» **PROMPT**:
Would you transcribe the records below from the line with "TASK = identify one point per instance of the child's hand" to the line with "TARGET = stone-lined walkway", ends included, exactly and with nothing more, leaving the pictures out?
::: INPUT MATERIAL
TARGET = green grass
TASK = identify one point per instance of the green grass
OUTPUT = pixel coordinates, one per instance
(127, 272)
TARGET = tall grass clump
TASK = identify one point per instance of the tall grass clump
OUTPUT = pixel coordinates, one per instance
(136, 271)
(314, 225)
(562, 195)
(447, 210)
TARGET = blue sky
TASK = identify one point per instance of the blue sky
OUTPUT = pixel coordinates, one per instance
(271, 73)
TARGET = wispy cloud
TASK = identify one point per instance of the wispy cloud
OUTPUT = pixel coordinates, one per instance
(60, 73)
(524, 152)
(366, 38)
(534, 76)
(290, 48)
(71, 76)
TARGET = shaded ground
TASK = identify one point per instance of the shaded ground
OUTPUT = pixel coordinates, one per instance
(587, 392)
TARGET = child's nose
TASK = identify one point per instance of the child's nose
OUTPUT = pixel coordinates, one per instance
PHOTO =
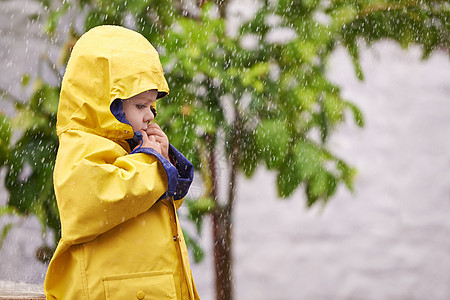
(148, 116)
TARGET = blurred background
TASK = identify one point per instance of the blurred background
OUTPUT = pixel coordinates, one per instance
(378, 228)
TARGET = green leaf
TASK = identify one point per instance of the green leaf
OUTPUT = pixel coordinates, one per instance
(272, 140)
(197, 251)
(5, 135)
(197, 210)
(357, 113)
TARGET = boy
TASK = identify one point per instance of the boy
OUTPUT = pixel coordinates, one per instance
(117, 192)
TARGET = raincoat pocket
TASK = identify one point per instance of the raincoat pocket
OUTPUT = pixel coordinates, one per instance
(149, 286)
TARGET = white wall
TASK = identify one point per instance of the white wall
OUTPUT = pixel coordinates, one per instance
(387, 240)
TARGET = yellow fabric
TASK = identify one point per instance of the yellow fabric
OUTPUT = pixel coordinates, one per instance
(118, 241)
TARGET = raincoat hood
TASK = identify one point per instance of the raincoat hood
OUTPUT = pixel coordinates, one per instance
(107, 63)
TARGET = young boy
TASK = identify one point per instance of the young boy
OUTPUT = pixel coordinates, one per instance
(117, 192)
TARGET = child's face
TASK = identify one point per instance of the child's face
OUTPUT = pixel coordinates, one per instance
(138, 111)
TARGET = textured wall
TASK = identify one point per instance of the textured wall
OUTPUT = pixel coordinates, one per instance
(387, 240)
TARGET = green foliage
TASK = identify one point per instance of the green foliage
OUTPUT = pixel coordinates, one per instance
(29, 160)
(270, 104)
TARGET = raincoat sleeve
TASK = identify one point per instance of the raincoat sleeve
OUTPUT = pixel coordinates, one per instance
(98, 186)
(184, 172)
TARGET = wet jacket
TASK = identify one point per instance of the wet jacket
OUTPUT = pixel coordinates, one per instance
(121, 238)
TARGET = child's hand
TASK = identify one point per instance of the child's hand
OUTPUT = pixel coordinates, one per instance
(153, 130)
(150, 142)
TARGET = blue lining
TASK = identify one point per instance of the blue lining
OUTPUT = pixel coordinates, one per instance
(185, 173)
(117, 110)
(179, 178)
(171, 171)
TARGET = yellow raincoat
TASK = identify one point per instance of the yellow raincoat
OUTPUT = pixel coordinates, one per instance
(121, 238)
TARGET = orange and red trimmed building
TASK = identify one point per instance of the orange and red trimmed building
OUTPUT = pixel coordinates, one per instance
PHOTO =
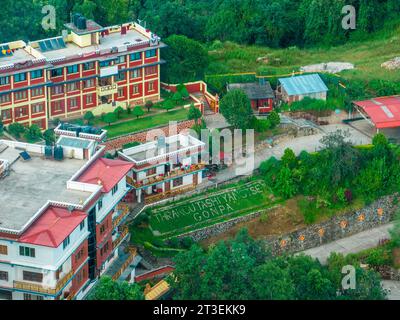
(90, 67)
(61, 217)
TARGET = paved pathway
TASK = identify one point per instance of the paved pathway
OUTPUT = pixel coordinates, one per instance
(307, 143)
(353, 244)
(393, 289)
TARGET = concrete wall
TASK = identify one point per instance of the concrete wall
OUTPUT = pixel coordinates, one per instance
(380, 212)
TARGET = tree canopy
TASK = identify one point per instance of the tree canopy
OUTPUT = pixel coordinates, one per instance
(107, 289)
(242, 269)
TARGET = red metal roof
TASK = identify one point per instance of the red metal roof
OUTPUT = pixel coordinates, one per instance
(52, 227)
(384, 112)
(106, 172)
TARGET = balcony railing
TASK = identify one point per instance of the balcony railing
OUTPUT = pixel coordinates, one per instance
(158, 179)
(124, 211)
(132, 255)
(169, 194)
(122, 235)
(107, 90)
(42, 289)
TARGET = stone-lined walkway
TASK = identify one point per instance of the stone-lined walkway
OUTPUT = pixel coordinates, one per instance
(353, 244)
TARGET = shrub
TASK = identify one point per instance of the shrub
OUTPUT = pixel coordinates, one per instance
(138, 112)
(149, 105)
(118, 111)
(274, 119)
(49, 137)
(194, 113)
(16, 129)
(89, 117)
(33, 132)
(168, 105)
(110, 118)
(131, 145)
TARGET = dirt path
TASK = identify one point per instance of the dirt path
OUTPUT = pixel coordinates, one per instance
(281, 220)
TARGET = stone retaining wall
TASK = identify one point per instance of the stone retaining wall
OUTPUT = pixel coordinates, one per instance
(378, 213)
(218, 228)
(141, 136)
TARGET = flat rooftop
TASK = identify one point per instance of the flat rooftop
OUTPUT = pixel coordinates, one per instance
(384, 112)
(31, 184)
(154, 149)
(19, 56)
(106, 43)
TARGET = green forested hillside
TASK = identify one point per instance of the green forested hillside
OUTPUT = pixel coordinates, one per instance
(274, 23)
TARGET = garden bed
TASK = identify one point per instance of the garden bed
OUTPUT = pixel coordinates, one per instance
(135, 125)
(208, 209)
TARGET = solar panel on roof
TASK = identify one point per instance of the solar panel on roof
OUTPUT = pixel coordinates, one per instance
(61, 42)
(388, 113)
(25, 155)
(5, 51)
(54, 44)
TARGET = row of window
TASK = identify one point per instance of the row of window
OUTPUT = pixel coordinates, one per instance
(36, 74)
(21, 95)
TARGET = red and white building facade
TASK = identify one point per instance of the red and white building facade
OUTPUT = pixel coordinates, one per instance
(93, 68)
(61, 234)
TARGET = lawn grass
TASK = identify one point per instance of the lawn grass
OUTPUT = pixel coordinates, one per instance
::::::
» **ANSWER BOX**:
TASK = identify one point per instance of the child's hand
OUTPUT = pixel coordinates, one per instance
(153, 130)
(150, 142)
TARGET = blue lining
TASK = identify one point per instance of the blue lining
OUTPUT = pixel coordinates, one per instance
(185, 173)
(117, 110)
(179, 178)
(171, 171)
TARGET = yellow raincoat
TASK = identify one point per instance of the yellow raincoat
OUTPUT = pixel coordinates, one per instance
(121, 238)
TARGET = orange and red trimmed building
TASK = identify one point per instance of the orange and red trimmed building
OUTPUT = pixel coordinates, one per instance
PHOTO =
(90, 67)
(61, 217)
TARGET = paved pathway
TASK = identify one point per instance of the paved pathway
OUTPUT = pixel coordinates, one per instance
(307, 143)
(353, 244)
(393, 289)
TARGET = concrete wall
TASK = identify one point per instance of the concrete wall
OUTPUT = pixel coordinates, one per instance
(380, 212)
TARGET = tree canopy
TASK = identify one point per instance of the tree canopy
OUTPUT = pixel coordinates, one per instance
(107, 289)
(242, 269)
TARGET = red metal roof
TASK = identify one point per instance of the red metal roof
OUTPUT = pixel coordinates, one per instance
(52, 227)
(384, 112)
(106, 172)
TARGET = balcony railing
TASK = identify one point per instance of the balcony railing
OUTPUT = pixel coordinates, one per instance
(158, 179)
(124, 211)
(132, 255)
(169, 194)
(122, 235)
(107, 90)
(42, 289)
TARGET = stone-lined walkway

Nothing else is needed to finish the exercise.